§ Aim
From the line with "Practice step: find the utility" through the final line, transcribe the material below character for character; include no other lines.

○ ○ ○ ○ ○

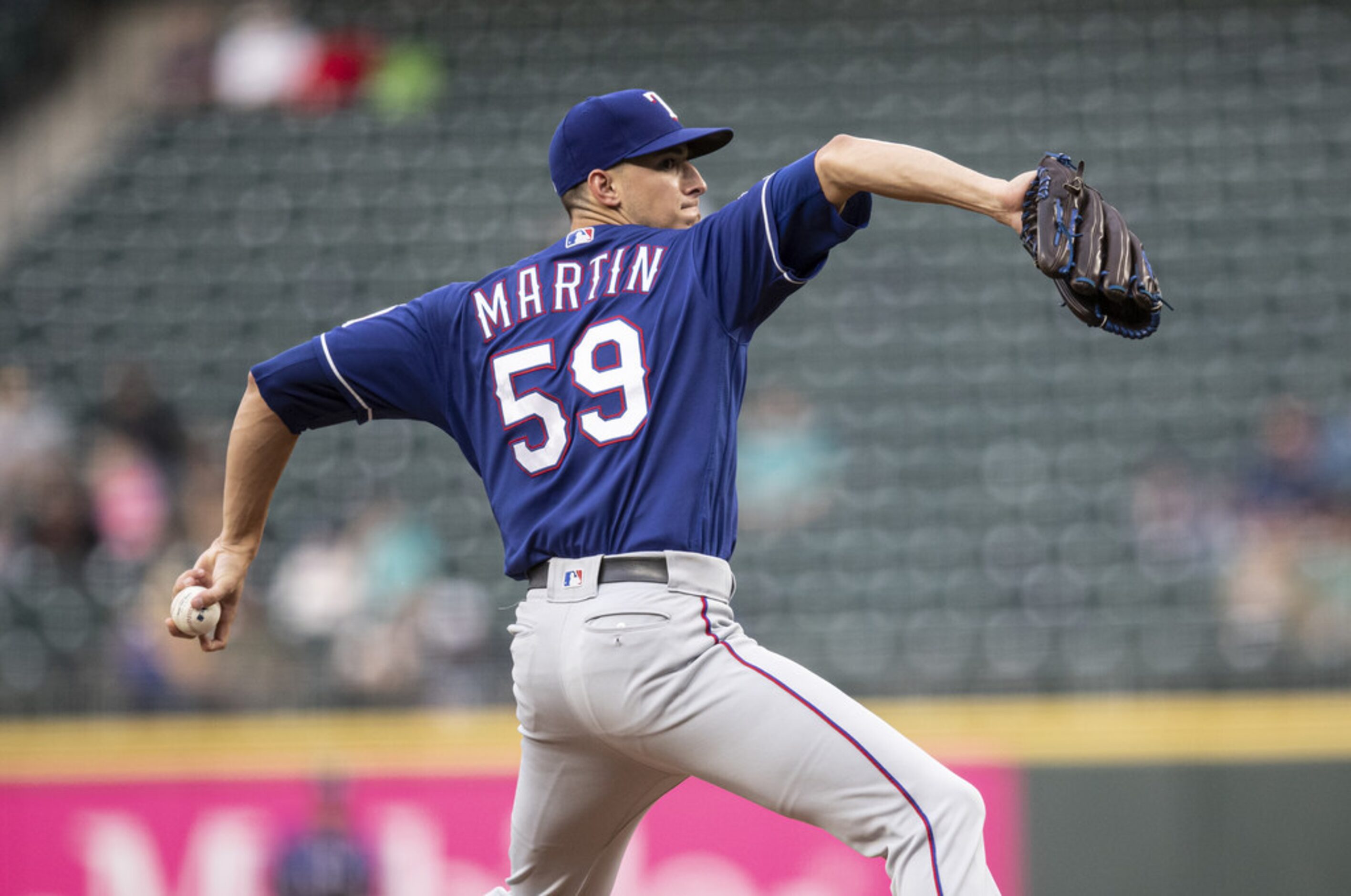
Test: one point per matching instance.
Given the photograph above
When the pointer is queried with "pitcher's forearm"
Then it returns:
(849, 165)
(260, 447)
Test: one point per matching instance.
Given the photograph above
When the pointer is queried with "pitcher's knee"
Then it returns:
(964, 804)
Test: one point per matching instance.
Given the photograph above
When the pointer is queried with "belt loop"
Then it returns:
(700, 575)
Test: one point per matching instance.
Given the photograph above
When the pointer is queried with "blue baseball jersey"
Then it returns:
(595, 385)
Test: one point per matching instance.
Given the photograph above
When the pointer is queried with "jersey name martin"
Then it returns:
(565, 286)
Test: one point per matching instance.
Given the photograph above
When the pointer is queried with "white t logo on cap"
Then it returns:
(652, 98)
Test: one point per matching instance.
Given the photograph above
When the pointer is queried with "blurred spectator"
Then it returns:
(1287, 582)
(785, 473)
(186, 75)
(318, 585)
(408, 82)
(1180, 523)
(130, 498)
(53, 511)
(31, 430)
(1287, 475)
(134, 410)
(338, 71)
(327, 860)
(264, 57)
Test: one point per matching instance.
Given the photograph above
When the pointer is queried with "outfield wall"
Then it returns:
(1107, 795)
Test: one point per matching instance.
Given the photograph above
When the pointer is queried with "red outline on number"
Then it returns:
(619, 357)
(502, 411)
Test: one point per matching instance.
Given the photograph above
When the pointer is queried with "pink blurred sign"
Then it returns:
(425, 837)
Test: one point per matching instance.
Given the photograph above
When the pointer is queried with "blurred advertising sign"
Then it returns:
(416, 835)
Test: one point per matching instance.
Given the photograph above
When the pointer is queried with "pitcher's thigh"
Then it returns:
(781, 736)
(576, 807)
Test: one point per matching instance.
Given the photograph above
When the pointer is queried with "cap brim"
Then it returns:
(702, 141)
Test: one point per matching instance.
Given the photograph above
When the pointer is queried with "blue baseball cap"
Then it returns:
(602, 132)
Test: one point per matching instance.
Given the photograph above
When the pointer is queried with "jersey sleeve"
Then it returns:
(382, 367)
(761, 248)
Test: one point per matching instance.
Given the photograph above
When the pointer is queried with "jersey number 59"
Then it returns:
(608, 357)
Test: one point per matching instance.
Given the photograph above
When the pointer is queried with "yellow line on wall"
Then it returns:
(1264, 728)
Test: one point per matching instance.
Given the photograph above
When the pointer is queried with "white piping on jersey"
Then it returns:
(769, 236)
(323, 341)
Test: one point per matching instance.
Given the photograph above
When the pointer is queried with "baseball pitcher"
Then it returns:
(595, 387)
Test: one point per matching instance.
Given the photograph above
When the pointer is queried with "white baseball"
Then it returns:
(188, 618)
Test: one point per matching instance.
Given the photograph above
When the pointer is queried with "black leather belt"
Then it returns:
(614, 569)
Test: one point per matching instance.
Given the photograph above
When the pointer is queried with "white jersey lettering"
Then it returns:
(492, 313)
(568, 278)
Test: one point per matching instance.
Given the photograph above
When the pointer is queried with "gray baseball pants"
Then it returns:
(624, 690)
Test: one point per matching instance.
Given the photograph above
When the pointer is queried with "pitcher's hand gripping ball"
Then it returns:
(1084, 245)
(188, 618)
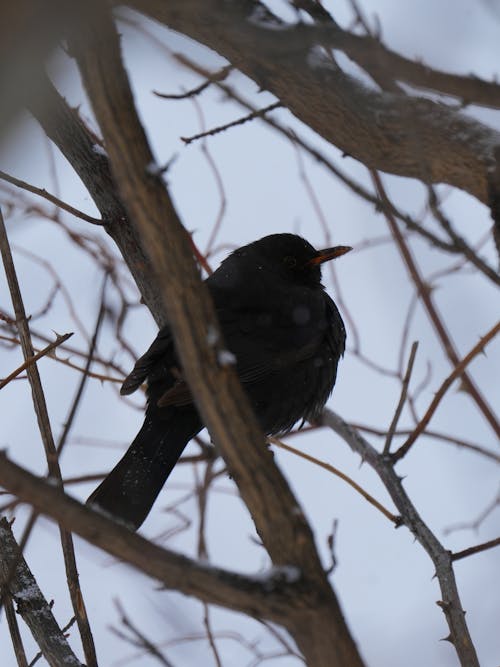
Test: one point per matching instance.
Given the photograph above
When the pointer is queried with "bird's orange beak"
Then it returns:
(329, 253)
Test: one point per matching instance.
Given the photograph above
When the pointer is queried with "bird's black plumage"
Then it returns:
(287, 337)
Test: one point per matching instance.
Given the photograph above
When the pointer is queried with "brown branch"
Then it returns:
(52, 198)
(431, 309)
(17, 641)
(456, 373)
(220, 75)
(476, 549)
(83, 380)
(397, 133)
(318, 156)
(46, 350)
(207, 583)
(449, 439)
(441, 557)
(70, 364)
(218, 395)
(40, 407)
(258, 113)
(31, 604)
(389, 515)
(402, 398)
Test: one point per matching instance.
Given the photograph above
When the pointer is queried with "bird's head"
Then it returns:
(291, 257)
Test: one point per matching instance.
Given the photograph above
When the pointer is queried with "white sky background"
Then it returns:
(383, 579)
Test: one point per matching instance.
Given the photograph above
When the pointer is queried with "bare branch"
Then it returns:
(441, 557)
(31, 604)
(476, 549)
(46, 195)
(457, 372)
(402, 398)
(392, 517)
(46, 350)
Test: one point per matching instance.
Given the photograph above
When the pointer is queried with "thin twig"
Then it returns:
(17, 641)
(54, 200)
(402, 398)
(35, 358)
(40, 407)
(258, 113)
(81, 385)
(457, 372)
(476, 549)
(441, 557)
(392, 517)
(432, 312)
(220, 75)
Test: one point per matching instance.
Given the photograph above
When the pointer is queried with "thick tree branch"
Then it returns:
(272, 597)
(323, 636)
(441, 557)
(20, 583)
(399, 134)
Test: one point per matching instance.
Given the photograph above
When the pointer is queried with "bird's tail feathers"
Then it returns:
(130, 489)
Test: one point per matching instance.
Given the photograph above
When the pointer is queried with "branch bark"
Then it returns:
(393, 132)
(18, 580)
(442, 558)
(319, 630)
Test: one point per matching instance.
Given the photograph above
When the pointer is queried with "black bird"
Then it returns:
(286, 335)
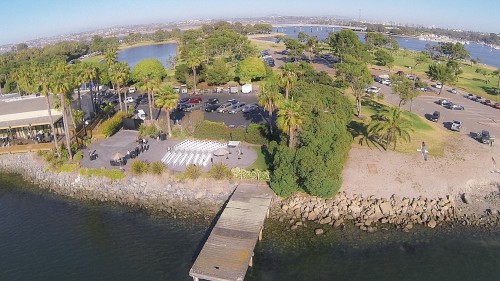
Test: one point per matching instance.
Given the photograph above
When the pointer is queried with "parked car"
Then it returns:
(211, 107)
(372, 89)
(442, 101)
(224, 107)
(190, 107)
(250, 108)
(194, 100)
(236, 108)
(484, 137)
(129, 100)
(454, 106)
(456, 125)
(211, 101)
(435, 116)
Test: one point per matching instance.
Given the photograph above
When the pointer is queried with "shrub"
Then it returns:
(148, 131)
(78, 156)
(193, 172)
(220, 171)
(112, 125)
(138, 167)
(156, 168)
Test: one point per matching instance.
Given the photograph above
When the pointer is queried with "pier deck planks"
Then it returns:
(227, 252)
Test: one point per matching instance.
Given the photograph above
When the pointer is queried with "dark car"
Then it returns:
(212, 107)
(211, 101)
(435, 116)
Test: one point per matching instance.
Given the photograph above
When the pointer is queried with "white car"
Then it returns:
(456, 125)
(373, 89)
(129, 100)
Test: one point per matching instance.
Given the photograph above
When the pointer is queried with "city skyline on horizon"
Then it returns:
(36, 26)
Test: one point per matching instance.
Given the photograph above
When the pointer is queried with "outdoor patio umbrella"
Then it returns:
(221, 151)
(117, 156)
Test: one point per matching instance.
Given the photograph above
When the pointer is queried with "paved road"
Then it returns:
(237, 120)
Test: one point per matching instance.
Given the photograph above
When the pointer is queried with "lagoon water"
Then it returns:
(486, 54)
(161, 52)
(46, 237)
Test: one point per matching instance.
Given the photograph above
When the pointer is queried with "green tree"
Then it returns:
(270, 99)
(289, 119)
(110, 56)
(443, 73)
(384, 58)
(287, 77)
(167, 99)
(356, 74)
(60, 82)
(119, 73)
(41, 76)
(250, 69)
(218, 73)
(148, 73)
(390, 127)
(404, 88)
(346, 43)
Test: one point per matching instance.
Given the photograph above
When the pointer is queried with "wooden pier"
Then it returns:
(228, 251)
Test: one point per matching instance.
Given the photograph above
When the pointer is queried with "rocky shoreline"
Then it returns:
(156, 193)
(203, 198)
(371, 214)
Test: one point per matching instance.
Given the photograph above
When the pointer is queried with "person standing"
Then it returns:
(424, 151)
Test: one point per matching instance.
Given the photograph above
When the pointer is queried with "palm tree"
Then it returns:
(287, 77)
(167, 99)
(269, 99)
(78, 80)
(110, 56)
(42, 78)
(390, 127)
(119, 73)
(60, 85)
(89, 74)
(289, 119)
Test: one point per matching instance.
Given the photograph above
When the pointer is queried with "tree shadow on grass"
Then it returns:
(360, 133)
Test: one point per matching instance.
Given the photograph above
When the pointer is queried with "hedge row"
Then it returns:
(255, 133)
(113, 124)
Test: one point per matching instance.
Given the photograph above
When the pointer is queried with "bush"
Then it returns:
(138, 167)
(156, 168)
(148, 131)
(220, 171)
(78, 156)
(192, 172)
(112, 125)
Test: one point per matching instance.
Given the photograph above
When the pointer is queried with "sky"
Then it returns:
(23, 20)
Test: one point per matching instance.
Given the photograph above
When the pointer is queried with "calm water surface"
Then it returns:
(486, 54)
(45, 237)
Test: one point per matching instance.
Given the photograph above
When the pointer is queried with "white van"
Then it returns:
(141, 114)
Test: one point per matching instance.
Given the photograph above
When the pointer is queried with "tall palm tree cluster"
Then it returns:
(56, 80)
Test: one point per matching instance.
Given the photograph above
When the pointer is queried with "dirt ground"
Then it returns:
(466, 167)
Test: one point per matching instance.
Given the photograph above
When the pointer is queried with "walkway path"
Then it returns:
(228, 251)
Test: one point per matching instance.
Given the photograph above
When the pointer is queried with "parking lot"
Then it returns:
(238, 119)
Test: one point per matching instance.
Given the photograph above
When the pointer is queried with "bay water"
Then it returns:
(47, 237)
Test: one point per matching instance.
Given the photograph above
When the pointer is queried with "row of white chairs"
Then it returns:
(198, 145)
(180, 158)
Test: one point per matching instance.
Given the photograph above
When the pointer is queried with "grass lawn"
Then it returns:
(469, 81)
(260, 163)
(423, 130)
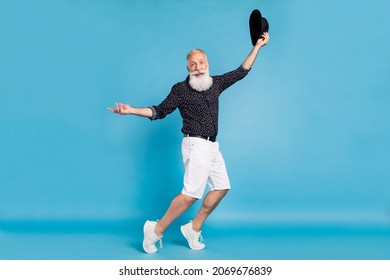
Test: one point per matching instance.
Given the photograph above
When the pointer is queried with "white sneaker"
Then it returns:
(150, 238)
(195, 239)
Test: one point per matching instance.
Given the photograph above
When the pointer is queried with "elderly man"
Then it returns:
(198, 101)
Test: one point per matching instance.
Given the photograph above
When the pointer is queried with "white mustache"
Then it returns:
(198, 72)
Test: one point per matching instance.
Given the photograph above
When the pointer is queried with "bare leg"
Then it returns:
(178, 206)
(212, 199)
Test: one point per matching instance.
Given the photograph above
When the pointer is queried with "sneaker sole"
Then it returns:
(186, 237)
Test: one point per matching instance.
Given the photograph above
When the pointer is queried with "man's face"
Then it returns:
(197, 61)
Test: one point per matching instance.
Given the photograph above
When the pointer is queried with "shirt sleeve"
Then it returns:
(229, 78)
(169, 104)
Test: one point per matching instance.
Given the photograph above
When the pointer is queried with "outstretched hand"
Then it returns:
(122, 109)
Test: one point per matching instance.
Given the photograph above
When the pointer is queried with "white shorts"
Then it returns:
(204, 164)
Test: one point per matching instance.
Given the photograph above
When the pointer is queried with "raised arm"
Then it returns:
(248, 62)
(125, 109)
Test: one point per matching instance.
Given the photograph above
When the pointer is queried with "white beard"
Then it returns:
(203, 83)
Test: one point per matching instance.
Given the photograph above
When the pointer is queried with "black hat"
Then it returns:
(257, 25)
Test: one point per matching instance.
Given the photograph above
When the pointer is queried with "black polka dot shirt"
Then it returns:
(199, 110)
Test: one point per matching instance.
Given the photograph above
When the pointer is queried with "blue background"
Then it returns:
(305, 135)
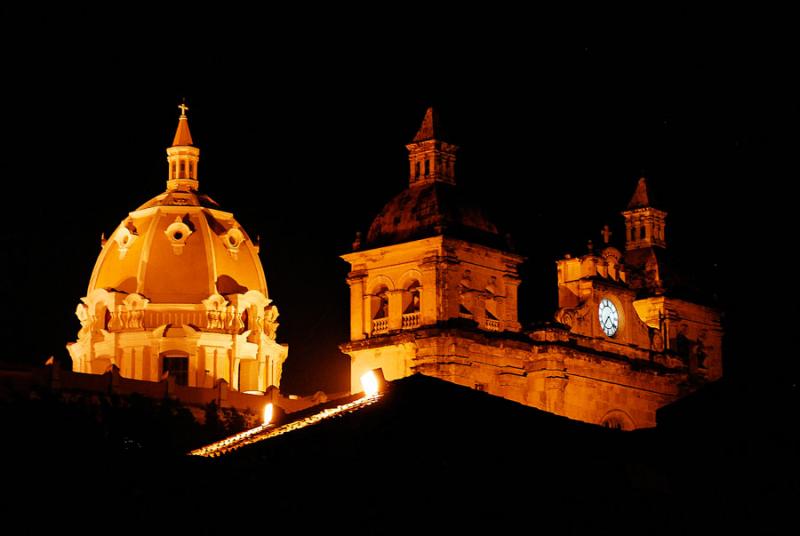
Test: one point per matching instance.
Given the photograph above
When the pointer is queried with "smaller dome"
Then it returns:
(431, 209)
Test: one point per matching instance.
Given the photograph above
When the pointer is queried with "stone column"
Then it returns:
(395, 308)
(359, 305)
(428, 296)
(510, 313)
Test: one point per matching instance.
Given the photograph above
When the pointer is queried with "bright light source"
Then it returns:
(268, 413)
(369, 382)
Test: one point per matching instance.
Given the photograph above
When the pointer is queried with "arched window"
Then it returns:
(177, 367)
(411, 298)
(380, 303)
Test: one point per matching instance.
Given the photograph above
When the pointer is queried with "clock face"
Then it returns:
(609, 317)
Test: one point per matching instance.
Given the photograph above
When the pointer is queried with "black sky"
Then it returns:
(302, 129)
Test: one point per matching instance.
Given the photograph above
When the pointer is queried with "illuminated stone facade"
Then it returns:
(178, 290)
(433, 289)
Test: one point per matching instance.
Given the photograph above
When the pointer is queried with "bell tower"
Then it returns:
(432, 261)
(644, 224)
(430, 158)
(183, 157)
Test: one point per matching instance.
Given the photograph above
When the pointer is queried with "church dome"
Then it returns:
(429, 209)
(179, 247)
(175, 250)
(179, 291)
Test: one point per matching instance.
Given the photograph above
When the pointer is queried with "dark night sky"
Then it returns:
(302, 135)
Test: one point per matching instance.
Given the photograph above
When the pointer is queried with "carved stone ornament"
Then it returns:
(177, 233)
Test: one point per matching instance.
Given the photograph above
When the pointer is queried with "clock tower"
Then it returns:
(433, 290)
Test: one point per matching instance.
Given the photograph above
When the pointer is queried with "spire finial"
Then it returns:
(182, 135)
(606, 234)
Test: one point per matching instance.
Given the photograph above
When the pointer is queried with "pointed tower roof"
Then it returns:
(640, 198)
(430, 126)
(183, 138)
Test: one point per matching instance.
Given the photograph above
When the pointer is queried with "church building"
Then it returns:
(179, 291)
(433, 290)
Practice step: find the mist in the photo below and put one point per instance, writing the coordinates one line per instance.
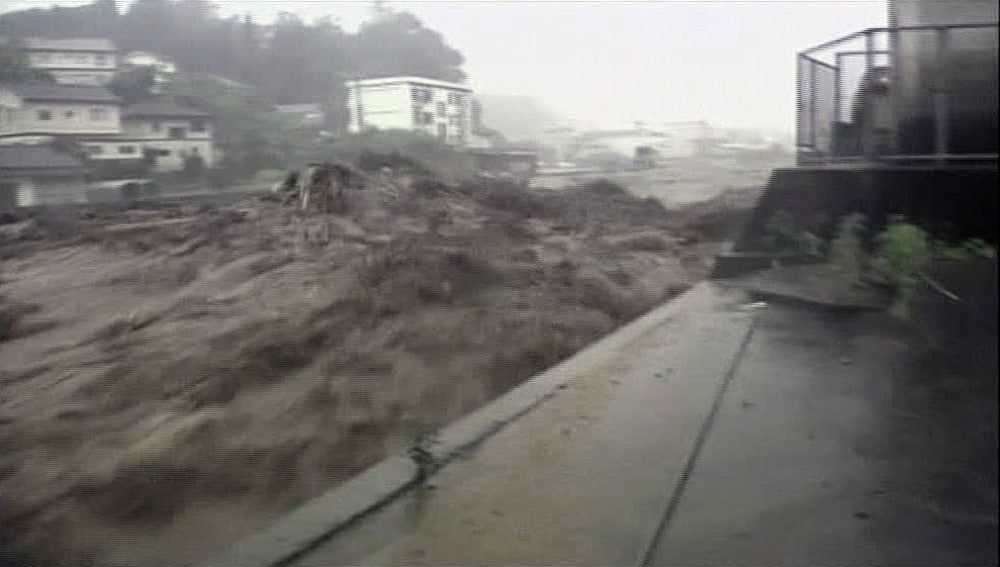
(608, 64)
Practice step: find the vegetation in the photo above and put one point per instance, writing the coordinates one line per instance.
(14, 66)
(903, 251)
(784, 236)
(280, 61)
(846, 256)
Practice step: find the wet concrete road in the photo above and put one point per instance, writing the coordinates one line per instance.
(582, 479)
(831, 446)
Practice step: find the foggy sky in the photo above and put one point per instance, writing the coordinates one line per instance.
(609, 63)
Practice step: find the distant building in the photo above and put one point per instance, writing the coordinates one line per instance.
(94, 118)
(439, 108)
(37, 174)
(163, 130)
(163, 69)
(75, 61)
(32, 110)
(305, 114)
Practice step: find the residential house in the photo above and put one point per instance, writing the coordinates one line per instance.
(36, 113)
(33, 112)
(307, 115)
(163, 69)
(439, 108)
(75, 61)
(164, 130)
(39, 174)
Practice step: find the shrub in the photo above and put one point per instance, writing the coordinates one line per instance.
(904, 249)
(784, 236)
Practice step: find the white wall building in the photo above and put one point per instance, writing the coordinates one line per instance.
(76, 61)
(166, 131)
(439, 108)
(92, 116)
(43, 110)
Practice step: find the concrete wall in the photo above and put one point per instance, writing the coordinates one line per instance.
(32, 191)
(969, 72)
(76, 118)
(956, 201)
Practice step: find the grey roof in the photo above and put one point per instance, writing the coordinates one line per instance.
(66, 93)
(302, 108)
(23, 156)
(69, 44)
(161, 109)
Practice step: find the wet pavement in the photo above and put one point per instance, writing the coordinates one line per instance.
(839, 438)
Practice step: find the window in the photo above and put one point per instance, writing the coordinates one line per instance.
(420, 96)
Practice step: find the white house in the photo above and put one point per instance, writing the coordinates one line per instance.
(167, 131)
(36, 113)
(163, 69)
(37, 110)
(76, 61)
(438, 108)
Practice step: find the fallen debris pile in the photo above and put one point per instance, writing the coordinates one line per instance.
(180, 375)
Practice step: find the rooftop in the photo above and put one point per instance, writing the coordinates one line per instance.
(69, 44)
(423, 81)
(24, 156)
(162, 109)
(56, 92)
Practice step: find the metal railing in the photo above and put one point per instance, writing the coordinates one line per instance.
(902, 94)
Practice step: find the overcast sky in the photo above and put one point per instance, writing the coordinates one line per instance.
(609, 63)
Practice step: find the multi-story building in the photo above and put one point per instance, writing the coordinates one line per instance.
(76, 61)
(31, 111)
(439, 108)
(94, 118)
(166, 131)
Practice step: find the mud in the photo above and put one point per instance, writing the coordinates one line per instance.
(175, 376)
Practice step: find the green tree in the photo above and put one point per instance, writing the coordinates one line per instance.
(133, 84)
(14, 67)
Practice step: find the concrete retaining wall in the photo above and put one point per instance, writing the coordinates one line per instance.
(953, 201)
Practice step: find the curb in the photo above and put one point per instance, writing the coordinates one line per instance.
(317, 520)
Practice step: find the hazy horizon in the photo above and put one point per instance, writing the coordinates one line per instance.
(606, 64)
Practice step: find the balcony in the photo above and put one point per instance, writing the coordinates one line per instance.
(899, 95)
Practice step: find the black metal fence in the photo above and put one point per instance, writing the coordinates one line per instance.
(903, 93)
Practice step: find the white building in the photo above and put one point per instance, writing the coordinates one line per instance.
(164, 130)
(93, 117)
(76, 61)
(37, 110)
(439, 108)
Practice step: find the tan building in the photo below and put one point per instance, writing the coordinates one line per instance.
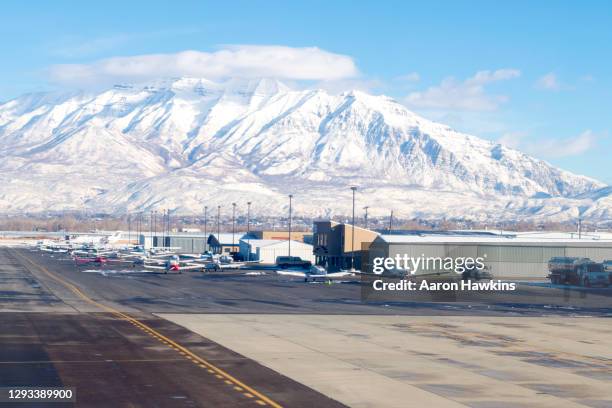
(334, 247)
(302, 236)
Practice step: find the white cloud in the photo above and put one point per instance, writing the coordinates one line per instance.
(410, 77)
(309, 63)
(549, 82)
(467, 95)
(551, 148)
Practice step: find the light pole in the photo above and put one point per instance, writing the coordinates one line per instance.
(289, 248)
(155, 225)
(353, 232)
(248, 231)
(219, 226)
(151, 228)
(205, 225)
(233, 224)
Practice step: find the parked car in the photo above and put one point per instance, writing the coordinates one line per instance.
(292, 261)
(577, 271)
(477, 274)
(212, 266)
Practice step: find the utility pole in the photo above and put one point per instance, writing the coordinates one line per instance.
(353, 232)
(205, 227)
(233, 224)
(289, 248)
(155, 225)
(248, 231)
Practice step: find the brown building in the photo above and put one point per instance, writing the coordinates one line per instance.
(302, 236)
(334, 247)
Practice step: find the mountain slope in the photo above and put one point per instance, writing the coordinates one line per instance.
(187, 142)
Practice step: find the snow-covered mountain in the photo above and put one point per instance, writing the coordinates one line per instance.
(185, 143)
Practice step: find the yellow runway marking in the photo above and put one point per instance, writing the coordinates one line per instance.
(197, 359)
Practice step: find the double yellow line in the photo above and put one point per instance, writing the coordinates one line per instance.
(227, 378)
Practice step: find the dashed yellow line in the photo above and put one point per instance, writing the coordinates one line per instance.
(238, 385)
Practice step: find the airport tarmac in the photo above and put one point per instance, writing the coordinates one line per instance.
(63, 337)
(244, 291)
(293, 343)
(428, 361)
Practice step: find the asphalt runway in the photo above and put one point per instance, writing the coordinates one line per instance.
(53, 336)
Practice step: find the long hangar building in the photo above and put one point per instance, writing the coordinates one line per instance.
(508, 256)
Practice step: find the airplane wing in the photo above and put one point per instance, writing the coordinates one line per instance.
(163, 268)
(236, 265)
(191, 267)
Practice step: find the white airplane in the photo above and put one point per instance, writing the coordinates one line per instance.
(317, 272)
(172, 264)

○ ○ ○ ○ ○

§ Solved exercise
Practice step: find the utility pole in the photo above and put one point per instance, writing the coordinates one line per instance.
(353, 232)
(205, 227)
(233, 224)
(289, 248)
(155, 225)
(248, 231)
Practice step: find the brown building in the photo above and put one point per instance, writing the coordinates one line per instance.
(302, 236)
(334, 247)
Practice step: find the mountain slope in the photo above and put one point per instance, writing the coordinates one line per instance.
(187, 142)
Practice step: find the snow-covered mountain in the photo above and put one point per instance, writing the coordinates one line per instance.
(185, 143)
Practice step: find the yellow runway marking in the photo above and put one point per instance, writing the coordinates one line per instance.
(197, 359)
Practice step: find the double yellow line in the photo above and put one point per instance, writing the coordinates one line per instance.
(227, 378)
Practice step: find the dashed yellow line in the photo above and put one point per instance, writing the coordinates one line per instance.
(238, 385)
Practice step: find the airport tarmac in the photo above and put one point per instance, writing the coordinates one line per instance.
(63, 337)
(244, 291)
(293, 343)
(428, 361)
Practice step: find the asphalt runway in the photo above and put one point per instance, writing the coordinates one line per instance.
(53, 336)
Practice step: find the long hangar building in the photo above and put one point per instance, writing the coordinates one line per instance.
(508, 256)
Practice step: find the airplane wing in the photo above and put one point per instance, writing the coordinates one line per instance.
(163, 268)
(236, 265)
(191, 267)
Practice step: find the white airplane in the photo above and put one point per instance, writing the coordinates one line per instance.
(317, 272)
(172, 264)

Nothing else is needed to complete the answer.